[llvm-dev] [RFC] Goals for VPlan-based cost modelling

Wed Nov 4 07:20:10 PST 2020

Hello

The gramma idea sounds interesting. My brain tends to just work in terms of code, but it might make a great master thesis :)  The pattern matches were modelled after the existing ones in llvm that are used all over the place, especially instcombine. It was meant to feel familiar with what already existed.

I imagine a lot of people must have thought about the same kinds of ideas and there must be some research out there on it. Either whether it worked well or not, it would be good to look into what was already tried. I imagine there will be cases where it works well and times where it doesn't. The same concept of specifying patterns in some way that isn't C++ code could be said for instcombine or DAG combining too. The fact that no-one ever did it is perhaps a bad sign? I know there are some tablegen defined combines for global isel now, they might give some ideas.

Combining a few instructions into a vmulh is simple enough, and I was hoping that there would not be a huge number of combines needed. There are bigger transforms that perhaps wouldn't fit that very well. Imagine trying to take code that does:
x, y = vld2
x *= -1
vst2 x, y

and turn that into
x = load
x *= [-1,1]
str x

That is like "de-interleaving" an interleaving group, much like slp vectorization. Plus it would need to make that transform generic across all the different operations that could be between the loads/store and on the size of the interleaving groups. It, of course, could get quite complex.

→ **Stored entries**
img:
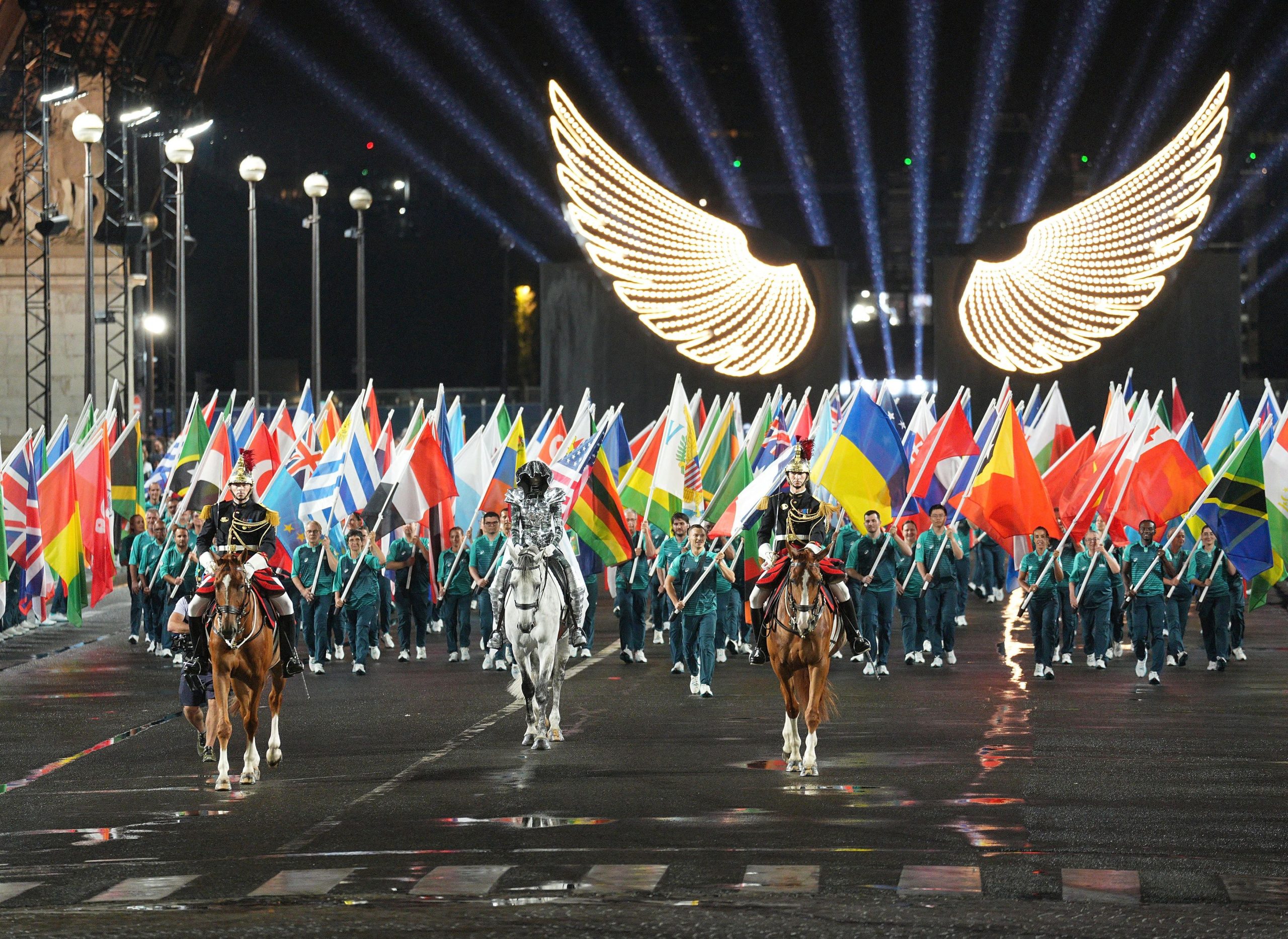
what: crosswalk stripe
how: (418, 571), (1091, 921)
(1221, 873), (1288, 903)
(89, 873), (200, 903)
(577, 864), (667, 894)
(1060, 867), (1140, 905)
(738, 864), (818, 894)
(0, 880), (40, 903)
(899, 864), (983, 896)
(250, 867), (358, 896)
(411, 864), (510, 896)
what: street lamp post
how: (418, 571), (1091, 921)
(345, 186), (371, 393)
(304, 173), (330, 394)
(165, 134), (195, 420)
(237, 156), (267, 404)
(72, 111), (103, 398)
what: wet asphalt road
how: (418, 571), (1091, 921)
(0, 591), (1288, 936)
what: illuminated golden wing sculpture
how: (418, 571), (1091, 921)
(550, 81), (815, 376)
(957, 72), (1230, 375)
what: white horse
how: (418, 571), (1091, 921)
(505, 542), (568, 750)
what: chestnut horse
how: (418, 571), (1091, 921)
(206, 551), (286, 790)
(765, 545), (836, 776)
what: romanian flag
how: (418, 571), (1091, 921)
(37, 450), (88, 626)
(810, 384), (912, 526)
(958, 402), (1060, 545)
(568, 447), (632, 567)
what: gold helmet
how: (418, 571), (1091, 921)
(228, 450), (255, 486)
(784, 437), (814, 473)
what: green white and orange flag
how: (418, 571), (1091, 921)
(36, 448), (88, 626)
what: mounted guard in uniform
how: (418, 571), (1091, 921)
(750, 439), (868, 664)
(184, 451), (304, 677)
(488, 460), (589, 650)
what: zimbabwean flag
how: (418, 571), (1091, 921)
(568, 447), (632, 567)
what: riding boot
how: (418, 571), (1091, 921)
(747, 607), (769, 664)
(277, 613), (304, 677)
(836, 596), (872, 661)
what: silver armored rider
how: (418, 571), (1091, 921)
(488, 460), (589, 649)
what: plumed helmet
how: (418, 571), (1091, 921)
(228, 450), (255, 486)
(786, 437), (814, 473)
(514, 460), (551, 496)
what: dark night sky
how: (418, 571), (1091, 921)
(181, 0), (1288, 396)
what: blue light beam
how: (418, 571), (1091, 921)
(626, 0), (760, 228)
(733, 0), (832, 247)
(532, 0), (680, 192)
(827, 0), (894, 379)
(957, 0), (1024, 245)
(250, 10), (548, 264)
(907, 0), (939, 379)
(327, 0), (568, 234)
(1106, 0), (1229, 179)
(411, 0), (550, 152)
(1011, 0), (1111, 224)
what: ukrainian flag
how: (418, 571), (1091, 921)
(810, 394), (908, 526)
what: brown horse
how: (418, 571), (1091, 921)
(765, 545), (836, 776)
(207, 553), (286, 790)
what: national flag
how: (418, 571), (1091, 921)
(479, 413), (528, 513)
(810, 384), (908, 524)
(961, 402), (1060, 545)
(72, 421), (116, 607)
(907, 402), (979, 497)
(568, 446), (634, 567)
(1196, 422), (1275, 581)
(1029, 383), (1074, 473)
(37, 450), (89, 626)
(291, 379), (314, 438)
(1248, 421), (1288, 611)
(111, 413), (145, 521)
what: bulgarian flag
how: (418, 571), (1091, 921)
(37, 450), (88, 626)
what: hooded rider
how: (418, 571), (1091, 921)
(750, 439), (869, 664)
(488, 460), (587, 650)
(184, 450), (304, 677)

→ **Goal of the exercise**
Restate the VPlan cost-modelling post between "The gramma idea" and "give some ideas.", inclusive, but switch "thesis" to "project".

→ **Response to the exercise**
The gramma idea sounds interesting. My brain tends to just work in terms of code, but it might make a great master project :)  The pattern matches were modelled after the existing ones in llvm that are used all over the place, especially instcombine. It was meant to feel familiar with what already existed.

I imagine a lot of people must have thought about the same kinds of ideas and there must be some research out there on it. Either whether it worked well or not, it would be good to look into what was already tried. I imagine there will be cases where it works well and times where it doesn't. The same concept of specifying patterns in some way that isn't C++ code could be said for instcombine or DAG combining too. The fact that no-one ever did it is perhaps a bad sign? I know there are some tablegen defined combines for global isel now, they might give some ideas.